* ACTION ITEM *
Each of the entries beneath this task should be written out exactly.

========

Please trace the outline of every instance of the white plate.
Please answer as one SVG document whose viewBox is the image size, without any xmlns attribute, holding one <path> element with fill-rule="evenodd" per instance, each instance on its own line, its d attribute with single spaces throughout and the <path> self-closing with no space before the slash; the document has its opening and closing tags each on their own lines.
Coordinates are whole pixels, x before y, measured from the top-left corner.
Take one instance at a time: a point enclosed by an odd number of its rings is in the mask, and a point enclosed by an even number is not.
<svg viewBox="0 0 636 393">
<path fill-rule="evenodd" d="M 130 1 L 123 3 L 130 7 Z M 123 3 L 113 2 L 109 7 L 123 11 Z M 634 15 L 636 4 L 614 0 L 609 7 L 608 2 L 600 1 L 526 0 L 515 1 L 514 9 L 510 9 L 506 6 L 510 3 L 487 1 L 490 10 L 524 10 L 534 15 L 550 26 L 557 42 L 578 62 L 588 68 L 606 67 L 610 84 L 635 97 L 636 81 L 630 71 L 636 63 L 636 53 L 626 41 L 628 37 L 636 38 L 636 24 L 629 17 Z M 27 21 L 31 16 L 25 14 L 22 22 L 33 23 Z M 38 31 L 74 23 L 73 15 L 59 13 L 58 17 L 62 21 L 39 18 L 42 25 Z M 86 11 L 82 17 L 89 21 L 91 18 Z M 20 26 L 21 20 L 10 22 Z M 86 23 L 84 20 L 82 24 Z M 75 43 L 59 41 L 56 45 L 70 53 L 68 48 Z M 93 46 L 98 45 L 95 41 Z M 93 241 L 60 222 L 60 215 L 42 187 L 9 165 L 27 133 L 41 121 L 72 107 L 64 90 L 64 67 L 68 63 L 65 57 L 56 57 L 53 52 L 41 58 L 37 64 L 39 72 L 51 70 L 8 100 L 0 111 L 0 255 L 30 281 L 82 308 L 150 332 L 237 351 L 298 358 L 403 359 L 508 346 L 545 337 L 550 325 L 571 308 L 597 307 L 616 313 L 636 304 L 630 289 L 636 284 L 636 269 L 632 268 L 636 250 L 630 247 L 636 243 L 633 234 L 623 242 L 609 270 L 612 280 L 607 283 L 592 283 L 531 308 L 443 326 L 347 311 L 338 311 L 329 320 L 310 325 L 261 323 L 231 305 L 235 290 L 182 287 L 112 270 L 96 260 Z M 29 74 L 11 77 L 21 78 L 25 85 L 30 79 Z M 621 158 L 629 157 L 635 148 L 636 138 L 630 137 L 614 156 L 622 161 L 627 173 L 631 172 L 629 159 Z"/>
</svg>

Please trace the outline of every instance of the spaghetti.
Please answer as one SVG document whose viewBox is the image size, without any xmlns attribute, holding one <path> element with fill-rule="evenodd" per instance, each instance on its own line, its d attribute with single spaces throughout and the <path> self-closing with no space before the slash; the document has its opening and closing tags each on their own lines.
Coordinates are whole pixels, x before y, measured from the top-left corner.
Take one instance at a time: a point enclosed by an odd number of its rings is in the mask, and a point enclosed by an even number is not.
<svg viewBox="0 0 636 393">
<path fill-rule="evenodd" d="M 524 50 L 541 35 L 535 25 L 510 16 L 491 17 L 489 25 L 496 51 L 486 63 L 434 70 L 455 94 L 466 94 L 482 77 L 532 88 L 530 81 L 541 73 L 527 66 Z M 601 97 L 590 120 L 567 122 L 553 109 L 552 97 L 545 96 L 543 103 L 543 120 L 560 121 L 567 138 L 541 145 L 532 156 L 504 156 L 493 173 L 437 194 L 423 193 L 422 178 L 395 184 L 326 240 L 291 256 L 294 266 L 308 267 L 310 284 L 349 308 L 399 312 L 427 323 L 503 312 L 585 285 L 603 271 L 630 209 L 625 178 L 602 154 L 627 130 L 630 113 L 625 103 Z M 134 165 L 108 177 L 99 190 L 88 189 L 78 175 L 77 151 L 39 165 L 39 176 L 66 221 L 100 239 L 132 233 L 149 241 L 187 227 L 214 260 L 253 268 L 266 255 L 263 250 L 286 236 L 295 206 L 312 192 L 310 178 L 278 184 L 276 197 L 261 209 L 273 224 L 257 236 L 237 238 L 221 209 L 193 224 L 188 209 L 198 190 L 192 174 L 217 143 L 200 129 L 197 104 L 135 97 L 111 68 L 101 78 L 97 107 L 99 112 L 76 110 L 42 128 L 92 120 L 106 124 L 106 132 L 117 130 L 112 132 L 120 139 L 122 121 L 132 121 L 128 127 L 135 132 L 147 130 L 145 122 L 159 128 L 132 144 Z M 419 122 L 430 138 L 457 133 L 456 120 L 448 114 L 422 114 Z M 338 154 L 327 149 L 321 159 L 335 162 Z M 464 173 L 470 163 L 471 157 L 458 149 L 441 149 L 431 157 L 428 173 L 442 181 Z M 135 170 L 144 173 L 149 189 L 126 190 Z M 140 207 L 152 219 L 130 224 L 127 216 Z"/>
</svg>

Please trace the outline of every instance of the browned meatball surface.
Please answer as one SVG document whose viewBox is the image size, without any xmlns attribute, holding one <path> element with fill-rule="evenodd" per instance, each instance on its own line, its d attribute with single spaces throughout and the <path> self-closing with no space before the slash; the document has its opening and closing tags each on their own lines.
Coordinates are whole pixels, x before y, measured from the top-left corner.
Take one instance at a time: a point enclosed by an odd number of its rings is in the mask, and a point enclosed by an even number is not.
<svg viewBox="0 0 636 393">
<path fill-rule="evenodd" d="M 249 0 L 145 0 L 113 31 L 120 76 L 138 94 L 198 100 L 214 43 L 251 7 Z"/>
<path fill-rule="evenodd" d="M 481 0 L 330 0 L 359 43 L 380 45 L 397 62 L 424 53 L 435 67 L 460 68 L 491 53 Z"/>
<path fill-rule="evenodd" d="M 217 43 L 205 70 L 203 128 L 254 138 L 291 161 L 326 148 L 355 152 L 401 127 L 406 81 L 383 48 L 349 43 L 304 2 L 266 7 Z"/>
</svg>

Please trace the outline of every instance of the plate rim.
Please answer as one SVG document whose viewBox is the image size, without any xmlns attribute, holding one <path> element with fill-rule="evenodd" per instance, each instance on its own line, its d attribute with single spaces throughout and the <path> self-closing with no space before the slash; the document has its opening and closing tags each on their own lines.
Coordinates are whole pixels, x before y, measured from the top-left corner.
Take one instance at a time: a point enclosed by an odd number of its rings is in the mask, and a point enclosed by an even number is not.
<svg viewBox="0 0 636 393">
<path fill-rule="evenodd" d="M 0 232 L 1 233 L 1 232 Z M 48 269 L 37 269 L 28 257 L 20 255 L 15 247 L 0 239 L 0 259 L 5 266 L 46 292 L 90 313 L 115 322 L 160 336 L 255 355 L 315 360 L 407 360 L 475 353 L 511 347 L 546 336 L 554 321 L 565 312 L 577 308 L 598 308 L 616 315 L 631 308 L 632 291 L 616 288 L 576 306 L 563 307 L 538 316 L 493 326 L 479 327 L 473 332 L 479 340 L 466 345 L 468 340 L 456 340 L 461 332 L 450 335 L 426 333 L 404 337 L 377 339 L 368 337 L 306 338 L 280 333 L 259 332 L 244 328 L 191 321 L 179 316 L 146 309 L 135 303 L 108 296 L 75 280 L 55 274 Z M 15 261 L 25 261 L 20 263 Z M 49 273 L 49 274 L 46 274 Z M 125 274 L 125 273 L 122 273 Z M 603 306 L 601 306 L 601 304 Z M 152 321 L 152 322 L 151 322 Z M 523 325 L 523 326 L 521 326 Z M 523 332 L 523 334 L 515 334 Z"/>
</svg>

========

* OUTPUT OF THE EXERCISE *
Please trace the outline of every instance of the white plate.
Please answer as one SVG document whose viewBox is the image size, without any xmlns attribute, holding one <path> element with fill-rule="evenodd" per instance, each instance on its own line, its d attribute with single spaces throughout and the <path> self-closing with no space before the slash; the document has its opening and closing tags each on their own lines.
Coordinates are whole pixels, x before y, measured from the top-left corner.
Take one instance at a time: a point enclosed by an odd number of its rings is in the mask, and a point enclosed by an even number is not.
<svg viewBox="0 0 636 393">
<path fill-rule="evenodd" d="M 130 1 L 123 3 L 130 7 Z M 123 3 L 113 2 L 109 7 L 123 11 Z M 634 15 L 636 4 L 614 0 L 609 7 L 608 2 L 600 1 L 526 0 L 515 1 L 514 9 L 510 9 L 506 6 L 510 3 L 487 1 L 490 10 L 524 10 L 534 15 L 550 26 L 557 42 L 578 62 L 588 68 L 606 67 L 610 84 L 635 97 L 636 81 L 630 71 L 636 63 L 636 53 L 626 41 L 628 37 L 636 38 L 636 24 L 629 17 Z M 27 21 L 31 16 L 25 14 L 22 22 L 33 23 Z M 38 31 L 74 23 L 73 15 L 59 13 L 58 17 L 62 21 L 39 18 L 42 25 Z M 86 11 L 82 17 L 89 21 L 91 18 Z M 20 26 L 21 20 L 10 22 Z M 86 23 L 84 20 L 82 24 Z M 75 43 L 59 41 L 56 45 L 70 53 L 68 48 Z M 93 46 L 98 45 L 95 41 Z M 93 241 L 60 222 L 60 215 L 42 187 L 9 165 L 27 133 L 41 121 L 72 107 L 64 90 L 64 67 L 68 63 L 65 57 L 56 57 L 53 52 L 41 58 L 37 64 L 39 72 L 51 70 L 8 100 L 0 111 L 0 255 L 30 281 L 82 308 L 150 332 L 237 351 L 298 358 L 403 359 L 508 346 L 545 337 L 550 325 L 571 308 L 597 307 L 616 313 L 636 304 L 630 289 L 636 284 L 636 269 L 632 268 L 636 250 L 630 247 L 636 243 L 633 234 L 623 242 L 609 270 L 612 280 L 607 283 L 592 283 L 531 308 L 443 326 L 347 311 L 338 311 L 329 320 L 310 325 L 261 323 L 231 305 L 235 290 L 182 287 L 112 270 L 96 260 Z M 29 74 L 11 77 L 21 78 L 25 85 L 30 79 Z M 621 158 L 629 157 L 635 148 L 636 138 L 630 137 L 614 156 L 622 161 L 627 173 L 631 172 L 629 159 Z"/>
</svg>

Please trace the outline of every instance of the spaghetti.
Please answer as one SVG document whose viewBox is the image size, without any xmlns attribute, holding one <path> element with fill-rule="evenodd" per instance, each instance on its own line, its d attribute with single spaces throughout and the <path> self-closing with no space before the slash; the document has its opening and closing tags each on their own lines.
Coordinates are whole pixels, x before y, measured from the top-left corner.
Take one instance at a time: a point enclosed by an odd number of its rings is in the mask, and a point enclosed by an even number is not.
<svg viewBox="0 0 636 393">
<path fill-rule="evenodd" d="M 524 50 L 541 35 L 535 25 L 510 16 L 491 17 L 489 25 L 496 51 L 486 63 L 434 70 L 455 94 L 466 94 L 482 77 L 532 88 L 530 81 L 541 73 L 527 66 Z M 601 97 L 590 120 L 567 122 L 553 109 L 552 97 L 545 96 L 543 103 L 543 120 L 560 121 L 567 138 L 541 145 L 532 156 L 504 156 L 493 173 L 437 194 L 423 193 L 422 178 L 395 184 L 326 240 L 291 256 L 294 266 L 308 267 L 310 284 L 349 308 L 399 312 L 427 323 L 503 312 L 585 285 L 603 271 L 630 209 L 625 178 L 602 154 L 627 130 L 630 113 L 625 103 Z M 134 165 L 108 177 L 99 190 L 88 189 L 78 175 L 77 151 L 39 165 L 39 176 L 66 221 L 100 239 L 132 233 L 149 241 L 187 227 L 214 260 L 253 268 L 266 255 L 263 250 L 286 236 L 295 206 L 312 192 L 310 178 L 278 184 L 276 197 L 261 209 L 273 224 L 257 236 L 237 238 L 221 209 L 193 224 L 188 209 L 198 190 L 192 174 L 217 143 L 200 129 L 197 104 L 135 97 L 111 68 L 101 78 L 97 107 L 99 112 L 76 110 L 42 128 L 92 120 L 106 124 L 106 132 L 117 130 L 112 132 L 120 139 L 122 121 L 132 121 L 128 127 L 135 132 L 147 130 L 145 122 L 159 128 L 132 144 Z M 419 122 L 430 138 L 457 133 L 456 120 L 448 114 L 422 114 Z M 338 154 L 327 149 L 321 159 L 335 162 Z M 464 173 L 470 163 L 471 157 L 458 149 L 441 149 L 431 157 L 428 173 L 442 181 Z M 135 170 L 144 173 L 149 189 L 126 190 Z M 140 207 L 152 219 L 130 224 L 127 216 Z"/>
</svg>

Please trace the outline of every instance of the browned meatball surface.
Please answer as one SVG document whose viewBox is the image size, without any xmlns attribute, holding one <path> element with fill-rule="evenodd" per instance, each instance on its own line, its d attribute with single spaces throughout and the <path> self-closing with no space before the slash; the document has its opening and closing tags each on their own lines.
Coordinates are whole pixels, x before y, measured from the top-left corner.
Take one instance at a time: a point enclosed by an odd number of its rings is in the mask, and a point enclosed by an even number is not.
<svg viewBox="0 0 636 393">
<path fill-rule="evenodd" d="M 249 0 L 145 0 L 113 31 L 120 76 L 138 94 L 198 100 L 214 43 L 251 7 Z"/>
<path fill-rule="evenodd" d="M 481 0 L 330 0 L 359 43 L 380 45 L 397 62 L 424 53 L 435 67 L 460 68 L 491 53 Z"/>
<path fill-rule="evenodd" d="M 217 43 L 205 70 L 203 128 L 254 138 L 291 161 L 326 148 L 355 152 L 401 127 L 406 81 L 383 48 L 349 43 L 304 2 L 266 7 Z"/>
</svg>

Please trace the outline of every instance of the plate rim.
Please answer as one SVG document whose viewBox is the image size, without any xmlns attribute, holding one <path> element with fill-rule="evenodd" per instance, each instance on its own line, its d attribute with single spaces throughout and the <path> self-closing with no space before the slash; the document has its opening and closing tags each on their own lines.
Coordinates are whole pixels, x before y, measured from the top-left corner.
Take one instance at a time: a point enclosed by an odd number of its rings is in the mask, and a point enclosed by an even number is not.
<svg viewBox="0 0 636 393">
<path fill-rule="evenodd" d="M 0 232 L 1 233 L 1 232 Z M 48 269 L 37 269 L 28 257 L 20 255 L 15 247 L 0 239 L 0 259 L 5 266 L 46 292 L 90 313 L 115 322 L 160 336 L 255 355 L 315 360 L 407 360 L 475 353 L 511 347 L 546 336 L 554 321 L 565 312 L 577 308 L 598 308 L 616 315 L 631 308 L 632 291 L 616 288 L 576 306 L 563 307 L 538 316 L 493 326 L 479 327 L 473 332 L 479 340 L 466 345 L 468 340 L 456 340 L 461 332 L 450 335 L 426 333 L 404 337 L 377 339 L 368 337 L 306 338 L 280 333 L 259 332 L 244 328 L 191 321 L 179 316 L 146 309 L 135 303 L 108 296 L 75 280 L 55 274 Z M 15 261 L 25 261 L 20 263 Z M 49 273 L 49 274 L 46 274 Z M 125 274 L 125 273 L 122 273 Z M 603 306 L 601 306 L 601 304 Z M 152 321 L 152 322 L 151 322 Z M 523 325 L 523 326 L 521 326 Z M 523 332 L 523 334 L 515 334 Z"/>
</svg>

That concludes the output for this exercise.